Your task:
Among the entries, which lines carry the string "lawn"? Copy every one.

[Records excerpted from a collection]

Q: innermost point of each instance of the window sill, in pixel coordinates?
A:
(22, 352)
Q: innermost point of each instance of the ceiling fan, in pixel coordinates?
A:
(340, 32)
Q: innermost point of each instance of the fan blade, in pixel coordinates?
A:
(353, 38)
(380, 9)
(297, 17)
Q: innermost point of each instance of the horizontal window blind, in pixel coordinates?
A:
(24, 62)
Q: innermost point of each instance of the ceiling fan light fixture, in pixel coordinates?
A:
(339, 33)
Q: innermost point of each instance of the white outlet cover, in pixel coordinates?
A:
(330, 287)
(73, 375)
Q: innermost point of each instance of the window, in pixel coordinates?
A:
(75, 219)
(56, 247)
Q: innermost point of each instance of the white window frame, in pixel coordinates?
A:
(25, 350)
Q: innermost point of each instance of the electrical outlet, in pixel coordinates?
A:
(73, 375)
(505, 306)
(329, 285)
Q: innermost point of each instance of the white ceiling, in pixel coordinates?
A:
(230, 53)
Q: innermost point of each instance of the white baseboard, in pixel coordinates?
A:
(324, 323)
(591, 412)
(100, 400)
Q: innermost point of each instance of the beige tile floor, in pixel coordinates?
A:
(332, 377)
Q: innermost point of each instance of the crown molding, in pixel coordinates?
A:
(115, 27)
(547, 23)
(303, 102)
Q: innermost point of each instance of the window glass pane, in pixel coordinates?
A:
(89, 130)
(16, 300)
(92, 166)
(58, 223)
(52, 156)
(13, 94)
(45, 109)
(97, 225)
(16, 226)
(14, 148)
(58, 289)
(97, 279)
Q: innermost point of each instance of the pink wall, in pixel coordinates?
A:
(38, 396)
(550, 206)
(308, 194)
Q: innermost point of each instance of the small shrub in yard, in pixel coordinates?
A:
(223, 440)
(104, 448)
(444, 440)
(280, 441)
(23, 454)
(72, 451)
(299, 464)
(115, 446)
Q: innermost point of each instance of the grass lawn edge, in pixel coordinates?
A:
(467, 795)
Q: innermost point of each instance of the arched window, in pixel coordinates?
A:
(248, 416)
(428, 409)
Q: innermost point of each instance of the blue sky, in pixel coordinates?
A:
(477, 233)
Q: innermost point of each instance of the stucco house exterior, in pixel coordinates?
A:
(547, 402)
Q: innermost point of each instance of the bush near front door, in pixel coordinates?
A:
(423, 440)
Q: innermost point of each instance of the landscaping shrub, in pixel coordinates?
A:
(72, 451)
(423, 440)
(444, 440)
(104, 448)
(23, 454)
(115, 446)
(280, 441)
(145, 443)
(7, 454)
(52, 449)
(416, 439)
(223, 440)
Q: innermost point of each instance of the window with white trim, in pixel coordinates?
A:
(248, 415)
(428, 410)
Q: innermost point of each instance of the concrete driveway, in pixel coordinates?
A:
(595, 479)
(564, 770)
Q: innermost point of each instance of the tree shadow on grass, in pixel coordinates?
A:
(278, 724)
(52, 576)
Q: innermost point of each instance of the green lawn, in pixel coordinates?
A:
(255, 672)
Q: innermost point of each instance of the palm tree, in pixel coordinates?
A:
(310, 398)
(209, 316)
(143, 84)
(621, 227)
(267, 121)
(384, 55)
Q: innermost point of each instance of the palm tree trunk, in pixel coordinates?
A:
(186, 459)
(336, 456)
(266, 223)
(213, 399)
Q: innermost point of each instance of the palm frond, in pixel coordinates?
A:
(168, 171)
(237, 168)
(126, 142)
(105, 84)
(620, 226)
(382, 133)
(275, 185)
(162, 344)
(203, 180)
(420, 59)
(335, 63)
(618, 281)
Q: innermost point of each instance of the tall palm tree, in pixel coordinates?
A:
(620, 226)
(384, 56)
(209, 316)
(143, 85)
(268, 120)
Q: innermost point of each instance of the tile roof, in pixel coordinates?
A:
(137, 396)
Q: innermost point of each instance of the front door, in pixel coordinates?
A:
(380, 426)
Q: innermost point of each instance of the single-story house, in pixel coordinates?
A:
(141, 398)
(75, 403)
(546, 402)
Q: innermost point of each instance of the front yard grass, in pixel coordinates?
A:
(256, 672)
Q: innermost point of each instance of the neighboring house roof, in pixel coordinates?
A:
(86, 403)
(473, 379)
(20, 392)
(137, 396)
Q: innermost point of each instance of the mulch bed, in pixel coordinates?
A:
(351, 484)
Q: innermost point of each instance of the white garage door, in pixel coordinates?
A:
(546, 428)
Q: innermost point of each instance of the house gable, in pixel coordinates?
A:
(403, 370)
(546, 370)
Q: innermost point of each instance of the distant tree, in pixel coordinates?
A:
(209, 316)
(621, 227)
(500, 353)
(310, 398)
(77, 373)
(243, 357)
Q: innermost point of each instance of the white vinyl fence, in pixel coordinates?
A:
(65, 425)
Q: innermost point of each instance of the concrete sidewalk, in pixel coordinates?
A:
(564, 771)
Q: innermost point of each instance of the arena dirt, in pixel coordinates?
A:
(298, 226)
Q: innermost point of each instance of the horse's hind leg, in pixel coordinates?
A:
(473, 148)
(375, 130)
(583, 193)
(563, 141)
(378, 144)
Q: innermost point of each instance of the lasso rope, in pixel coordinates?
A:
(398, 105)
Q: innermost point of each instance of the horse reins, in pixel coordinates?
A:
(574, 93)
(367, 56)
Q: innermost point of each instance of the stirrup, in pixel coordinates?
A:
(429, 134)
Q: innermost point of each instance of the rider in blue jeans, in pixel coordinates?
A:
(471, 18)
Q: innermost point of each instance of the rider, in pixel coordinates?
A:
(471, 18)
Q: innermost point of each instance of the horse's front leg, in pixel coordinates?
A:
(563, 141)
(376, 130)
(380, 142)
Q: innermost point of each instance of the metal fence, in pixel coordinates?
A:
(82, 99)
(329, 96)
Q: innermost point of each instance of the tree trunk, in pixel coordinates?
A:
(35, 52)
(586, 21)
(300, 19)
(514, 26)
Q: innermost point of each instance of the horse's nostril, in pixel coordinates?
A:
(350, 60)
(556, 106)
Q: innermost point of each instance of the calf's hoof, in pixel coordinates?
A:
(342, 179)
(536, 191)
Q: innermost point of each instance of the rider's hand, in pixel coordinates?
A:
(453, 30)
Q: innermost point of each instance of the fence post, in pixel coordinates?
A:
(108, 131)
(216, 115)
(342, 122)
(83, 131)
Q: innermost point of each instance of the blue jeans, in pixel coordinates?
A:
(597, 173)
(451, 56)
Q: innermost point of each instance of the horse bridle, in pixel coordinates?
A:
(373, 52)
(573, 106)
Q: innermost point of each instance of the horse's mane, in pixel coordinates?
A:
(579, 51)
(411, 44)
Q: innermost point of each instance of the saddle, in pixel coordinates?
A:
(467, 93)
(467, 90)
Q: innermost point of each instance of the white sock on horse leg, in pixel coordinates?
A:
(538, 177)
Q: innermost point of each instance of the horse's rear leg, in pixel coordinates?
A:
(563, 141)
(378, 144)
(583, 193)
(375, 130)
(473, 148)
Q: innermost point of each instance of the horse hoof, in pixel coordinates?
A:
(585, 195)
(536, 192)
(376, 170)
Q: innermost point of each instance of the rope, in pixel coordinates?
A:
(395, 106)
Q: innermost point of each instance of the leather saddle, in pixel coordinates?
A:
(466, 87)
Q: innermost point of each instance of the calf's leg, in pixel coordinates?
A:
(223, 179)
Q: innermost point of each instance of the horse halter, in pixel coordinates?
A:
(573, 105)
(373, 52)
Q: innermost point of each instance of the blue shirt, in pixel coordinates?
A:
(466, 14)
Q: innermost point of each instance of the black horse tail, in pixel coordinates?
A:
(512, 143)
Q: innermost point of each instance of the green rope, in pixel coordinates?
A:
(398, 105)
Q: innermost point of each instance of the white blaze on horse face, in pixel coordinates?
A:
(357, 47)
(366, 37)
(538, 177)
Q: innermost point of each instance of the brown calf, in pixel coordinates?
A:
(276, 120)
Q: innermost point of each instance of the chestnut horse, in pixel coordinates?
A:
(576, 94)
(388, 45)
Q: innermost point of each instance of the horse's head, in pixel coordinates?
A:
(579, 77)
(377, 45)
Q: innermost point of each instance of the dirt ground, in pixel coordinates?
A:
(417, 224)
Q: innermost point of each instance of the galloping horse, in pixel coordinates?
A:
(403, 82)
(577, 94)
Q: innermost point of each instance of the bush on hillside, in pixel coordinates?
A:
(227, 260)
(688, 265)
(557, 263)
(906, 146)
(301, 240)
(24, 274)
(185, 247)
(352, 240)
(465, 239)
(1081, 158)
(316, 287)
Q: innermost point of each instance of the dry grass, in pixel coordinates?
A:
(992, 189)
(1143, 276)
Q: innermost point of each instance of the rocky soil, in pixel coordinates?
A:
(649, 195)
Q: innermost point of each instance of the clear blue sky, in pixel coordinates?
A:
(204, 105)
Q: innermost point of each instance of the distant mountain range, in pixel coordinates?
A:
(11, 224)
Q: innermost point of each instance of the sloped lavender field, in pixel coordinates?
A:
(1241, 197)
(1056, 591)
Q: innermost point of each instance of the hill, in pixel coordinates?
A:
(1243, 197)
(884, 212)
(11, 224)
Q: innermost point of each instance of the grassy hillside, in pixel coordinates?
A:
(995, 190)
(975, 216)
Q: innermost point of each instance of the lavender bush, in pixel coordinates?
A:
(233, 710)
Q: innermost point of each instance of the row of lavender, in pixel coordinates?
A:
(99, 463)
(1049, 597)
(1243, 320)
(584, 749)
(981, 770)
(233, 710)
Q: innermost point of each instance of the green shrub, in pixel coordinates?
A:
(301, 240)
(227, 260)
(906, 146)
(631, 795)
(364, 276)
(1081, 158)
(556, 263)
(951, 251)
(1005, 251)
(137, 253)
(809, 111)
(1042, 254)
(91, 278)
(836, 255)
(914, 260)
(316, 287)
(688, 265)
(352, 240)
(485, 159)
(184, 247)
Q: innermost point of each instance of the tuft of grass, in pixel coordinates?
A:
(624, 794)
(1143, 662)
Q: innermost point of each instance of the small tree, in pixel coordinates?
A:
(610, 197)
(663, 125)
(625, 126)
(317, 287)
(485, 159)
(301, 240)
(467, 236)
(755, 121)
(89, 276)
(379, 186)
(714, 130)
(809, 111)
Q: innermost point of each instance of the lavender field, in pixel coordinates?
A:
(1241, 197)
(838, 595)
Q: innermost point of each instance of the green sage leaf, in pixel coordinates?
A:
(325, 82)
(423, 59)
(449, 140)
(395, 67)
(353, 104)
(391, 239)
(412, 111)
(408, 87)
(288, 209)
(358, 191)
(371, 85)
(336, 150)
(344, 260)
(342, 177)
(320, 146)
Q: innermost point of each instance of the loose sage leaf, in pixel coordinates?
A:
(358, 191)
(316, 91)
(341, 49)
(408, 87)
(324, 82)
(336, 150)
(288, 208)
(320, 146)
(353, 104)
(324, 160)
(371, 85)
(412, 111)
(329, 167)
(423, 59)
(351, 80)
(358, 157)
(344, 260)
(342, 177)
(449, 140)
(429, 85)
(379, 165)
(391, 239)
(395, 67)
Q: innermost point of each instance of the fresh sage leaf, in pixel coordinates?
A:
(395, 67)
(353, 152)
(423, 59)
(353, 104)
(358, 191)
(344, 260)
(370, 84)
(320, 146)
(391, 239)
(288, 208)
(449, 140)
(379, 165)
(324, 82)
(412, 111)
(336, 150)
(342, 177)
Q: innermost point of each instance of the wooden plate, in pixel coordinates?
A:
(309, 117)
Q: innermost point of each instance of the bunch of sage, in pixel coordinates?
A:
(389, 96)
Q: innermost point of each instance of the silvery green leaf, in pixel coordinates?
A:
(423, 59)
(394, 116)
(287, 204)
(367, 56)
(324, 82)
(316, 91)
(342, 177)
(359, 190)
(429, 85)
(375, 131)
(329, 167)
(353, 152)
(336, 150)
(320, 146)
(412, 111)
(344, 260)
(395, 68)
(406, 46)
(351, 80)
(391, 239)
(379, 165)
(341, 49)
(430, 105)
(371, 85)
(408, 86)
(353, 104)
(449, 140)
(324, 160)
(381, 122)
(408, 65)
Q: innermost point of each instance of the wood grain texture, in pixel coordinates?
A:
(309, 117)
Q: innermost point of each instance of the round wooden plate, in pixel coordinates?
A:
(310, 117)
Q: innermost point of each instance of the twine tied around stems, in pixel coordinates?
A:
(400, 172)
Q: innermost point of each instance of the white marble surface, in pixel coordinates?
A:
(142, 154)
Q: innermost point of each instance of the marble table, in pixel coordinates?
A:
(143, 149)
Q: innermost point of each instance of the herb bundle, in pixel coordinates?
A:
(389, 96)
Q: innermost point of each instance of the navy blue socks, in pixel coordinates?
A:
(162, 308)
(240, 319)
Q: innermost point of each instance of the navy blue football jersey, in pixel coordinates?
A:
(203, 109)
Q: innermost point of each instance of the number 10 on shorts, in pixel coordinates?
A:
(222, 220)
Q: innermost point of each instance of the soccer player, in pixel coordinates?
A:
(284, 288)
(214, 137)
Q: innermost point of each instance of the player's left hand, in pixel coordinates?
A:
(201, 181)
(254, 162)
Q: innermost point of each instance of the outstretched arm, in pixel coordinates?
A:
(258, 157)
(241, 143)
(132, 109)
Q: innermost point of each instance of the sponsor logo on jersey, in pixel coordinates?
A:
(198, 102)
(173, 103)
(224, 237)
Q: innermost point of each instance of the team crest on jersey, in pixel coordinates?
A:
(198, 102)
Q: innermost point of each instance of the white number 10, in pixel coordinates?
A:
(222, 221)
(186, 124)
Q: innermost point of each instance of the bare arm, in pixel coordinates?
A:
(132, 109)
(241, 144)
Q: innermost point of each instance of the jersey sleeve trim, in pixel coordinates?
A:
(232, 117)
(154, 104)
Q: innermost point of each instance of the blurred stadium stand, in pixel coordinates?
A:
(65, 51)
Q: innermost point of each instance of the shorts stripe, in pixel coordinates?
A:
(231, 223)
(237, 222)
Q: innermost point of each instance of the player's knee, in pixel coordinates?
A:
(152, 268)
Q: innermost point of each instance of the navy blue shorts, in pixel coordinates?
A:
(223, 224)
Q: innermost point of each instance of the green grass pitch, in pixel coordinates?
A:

Result for this task:
Q: innermost point of each instance of the grass lawn edge, in pixel coordinates?
Q: innermost point of each instance of the green lawn, in pixel coordinates?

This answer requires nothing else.